### QUOTED PASSAGE ###
M.R. Engineers and Contractors Pvt. Ltd. v. Som Datt Builders Ltd.
A general reference in a sub-contract to a main contract does not incorporate its arbitration clause; incorporation under S7(5) requires a specific reference to the arbitration clause itself.
Facts
A main contractor (Som Datt) executed work for a government employer under a contract containing an arbitration clause, and sub-contracted part of the work to M.R. Engineers on back-to-back terms. The sub-contract referred generally to the conditions of the main contract. When disputes arose, the sub-contractor sought to invoke arbitration relying on the arbitration clause in the principal contract.
Issues
- Whether a general reference in a sub-contract to the terms of the main contract incorporates the arbitration clause of the main contract into the sub-contract under Section 7(5).
- What standard of reference is required to incorporate an arbitration clause from another document.
Arguments
The sub-contractor argued that the back-to-back/general incorporation of the main contract's terms carried the arbitration clause into the sub-contract. The main contractor argued that an arbitration clause is a distinct collateral term that must be specifically incorporated, and a general reference is insufficient.
### GIVEN DATA ###
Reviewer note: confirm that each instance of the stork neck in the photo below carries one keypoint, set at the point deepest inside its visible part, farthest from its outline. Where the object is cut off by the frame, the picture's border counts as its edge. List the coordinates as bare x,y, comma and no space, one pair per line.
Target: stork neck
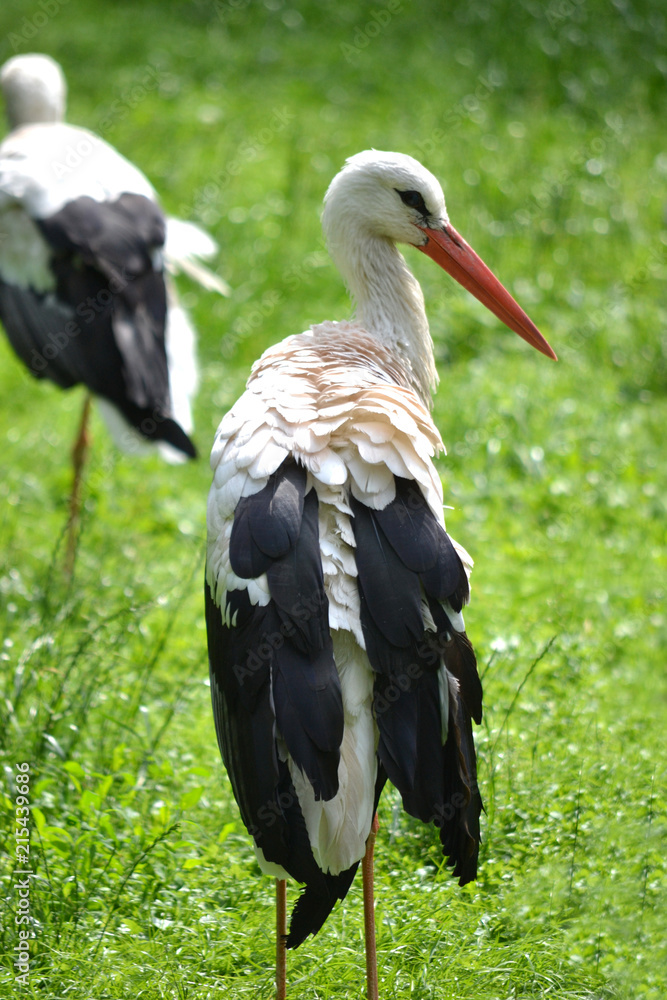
390,304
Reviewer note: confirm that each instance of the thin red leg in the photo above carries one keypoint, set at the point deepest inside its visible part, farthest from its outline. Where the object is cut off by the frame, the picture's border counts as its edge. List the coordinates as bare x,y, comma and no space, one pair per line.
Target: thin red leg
79,457
281,939
369,913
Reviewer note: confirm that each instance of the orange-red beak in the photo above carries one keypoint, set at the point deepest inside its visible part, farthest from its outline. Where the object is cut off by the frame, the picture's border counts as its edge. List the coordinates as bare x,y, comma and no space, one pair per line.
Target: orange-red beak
452,253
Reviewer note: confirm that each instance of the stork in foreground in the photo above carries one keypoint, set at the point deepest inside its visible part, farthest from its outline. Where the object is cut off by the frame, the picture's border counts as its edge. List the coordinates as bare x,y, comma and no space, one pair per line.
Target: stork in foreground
338,656
84,296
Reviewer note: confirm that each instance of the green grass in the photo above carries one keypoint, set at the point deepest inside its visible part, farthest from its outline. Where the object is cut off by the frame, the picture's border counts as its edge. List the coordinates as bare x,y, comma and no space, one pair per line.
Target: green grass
546,125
###
PROBLEMS TO WORK ON:
1. Answer these questions from the case summary:
(a) Which party was the main contractor?
(b) Under which section is incorporation of an arbitration clause considered?
(c) How did the main contractor describe an arbitration clause?
2. Please continue the case summary on M.R. Engineers and Som Datt Builders from the end of its arguments section.

ANSWERS FOR THE EXERCISE:
1.
(a) Som Datt.
(b) Section 7(5).
(c) As a distinct collateral term that must be specifically incorporated.

2.
Held
The Court analysed Section 7(5) and held that a reference to a document in a contract is of two kinds: where the contract provides that disputes shall be referred to arbitration as per a named clause/document (specific reference, which incorporates the arbitration clause), and a mere general reference to another document (which does not). It held that incorporation of an arbitration clause from another contract requires a specific reference to the arbitration clause, not merely a general reference to the other contract. Since the sub-contract made only a general reference to the main contract, the arbitration clause was not incorporated.
Ratio decidendi
Under Section 7(5), an arbitration clause from another document is incorporated only where the reference is specific to the arbitration clause (or makes that clause part of the contract); a general reference adopting the terms of another contract does not import its arbitration clause.
Significance
The leading Indian authority on incorporation of arbitration clauses by reference, especially in back-to-back/sub-contract situations; the touchstone for applying Section 7(5).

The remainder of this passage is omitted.